*** Records supplied Section Begins ***

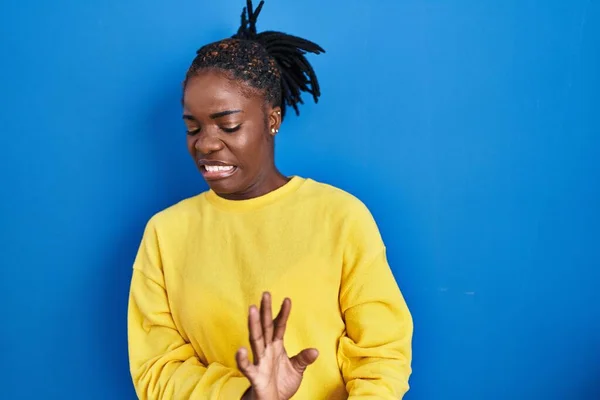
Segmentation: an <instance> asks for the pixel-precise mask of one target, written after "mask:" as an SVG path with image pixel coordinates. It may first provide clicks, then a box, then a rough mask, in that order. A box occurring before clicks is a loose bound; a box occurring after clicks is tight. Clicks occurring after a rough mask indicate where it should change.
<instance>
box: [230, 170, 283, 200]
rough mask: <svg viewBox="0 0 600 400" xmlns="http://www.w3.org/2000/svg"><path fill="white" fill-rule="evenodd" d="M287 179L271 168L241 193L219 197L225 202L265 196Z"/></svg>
mask: <svg viewBox="0 0 600 400" xmlns="http://www.w3.org/2000/svg"><path fill="white" fill-rule="evenodd" d="M289 180H290V179H289V178H288V177H286V176H285V175H283V174H282V173H281V172H279V170H278V169H277V168H276V167H275V166H273V169H272V170H270V171H269V172H267V173H265V174H261V175H260V176H259V177H258V179H257V180H256V182H254V183H253V184H252V185H251V186H250V187H248V188H247V189H246V190H244V191H243V192H238V193H229V194H223V195H219V196H221V197H223V198H224V199H227V200H248V199H253V198H255V197H260V196H264V195H265V194H267V193H269V192H272V191H273V190H276V189H279V188H280V187H282V186H283V185H285V184H286V183H287V182H289Z"/></svg>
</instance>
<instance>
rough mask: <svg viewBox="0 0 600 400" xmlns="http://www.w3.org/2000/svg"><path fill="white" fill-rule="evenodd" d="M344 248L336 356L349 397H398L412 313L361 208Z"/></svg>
mask: <svg viewBox="0 0 600 400" xmlns="http://www.w3.org/2000/svg"><path fill="white" fill-rule="evenodd" d="M355 216H356V219H355V221H354V223H353V226H352V227H351V228H350V232H349V234H348V238H347V245H346V250H345V252H344V267H343V276H342V287H341V290H340V306H341V310H342V313H343V317H344V320H345V323H346V335H345V336H344V337H342V338H341V340H340V344H339V348H338V358H339V360H340V363H341V370H342V375H343V376H344V381H345V382H346V389H347V391H348V393H349V395H350V396H349V400H358V399H364V400H366V399H373V400H374V399H380V400H381V399H389V400H392V399H401V398H402V397H403V396H404V394H405V393H406V392H407V391H408V388H409V385H408V378H409V376H410V374H411V357H412V354H411V341H412V332H413V323H412V317H411V315H410V312H409V310H408V307H407V306H406V303H405V301H404V298H403V297H402V294H401V292H400V290H399V289H398V286H397V284H396V281H395V279H394V276H393V275H392V272H391V270H390V267H389V265H388V263H387V258H386V253H385V246H384V244H383V242H382V240H381V236H380V234H379V231H378V228H377V226H376V224H375V222H374V221H373V219H372V217H371V214H370V213H369V212H368V210H366V208H364V209H361V210H360V212H357V213H356V214H355Z"/></svg>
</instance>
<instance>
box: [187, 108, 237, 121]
mask: <svg viewBox="0 0 600 400" xmlns="http://www.w3.org/2000/svg"><path fill="white" fill-rule="evenodd" d="M240 112H242V110H225V111H219V112H218V113H214V114H210V115H209V117H210V119H218V118H222V117H225V116H227V115H231V114H237V113H240ZM183 119H187V120H190V121H196V118H195V117H194V116H193V115H191V114H183Z"/></svg>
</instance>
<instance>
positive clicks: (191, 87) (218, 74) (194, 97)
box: [183, 70, 263, 113]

*** Records supplied Section Ends ***

#### Exercise:
Copy out every line of the records that contains the word "rough".

#### Task answer:
Segmentation: an <instance> asks for the pixel-precise mask of one target, written after "mask:" as an SVG path with image pixel coordinates. It may first provide clicks, then a box, then a rough mask, in that order. A box occurring before clicks is a loose bound; a box occurring after clicks is tight. Clicks occurring after a rough mask indicate where it should change.
rough mask: <svg viewBox="0 0 600 400" xmlns="http://www.w3.org/2000/svg"><path fill="white" fill-rule="evenodd" d="M287 179L271 168L241 193L219 197L225 202L265 196Z"/></svg>
rough mask: <svg viewBox="0 0 600 400" xmlns="http://www.w3.org/2000/svg"><path fill="white" fill-rule="evenodd" d="M344 248L336 356L349 397H398L412 313L361 208Z"/></svg>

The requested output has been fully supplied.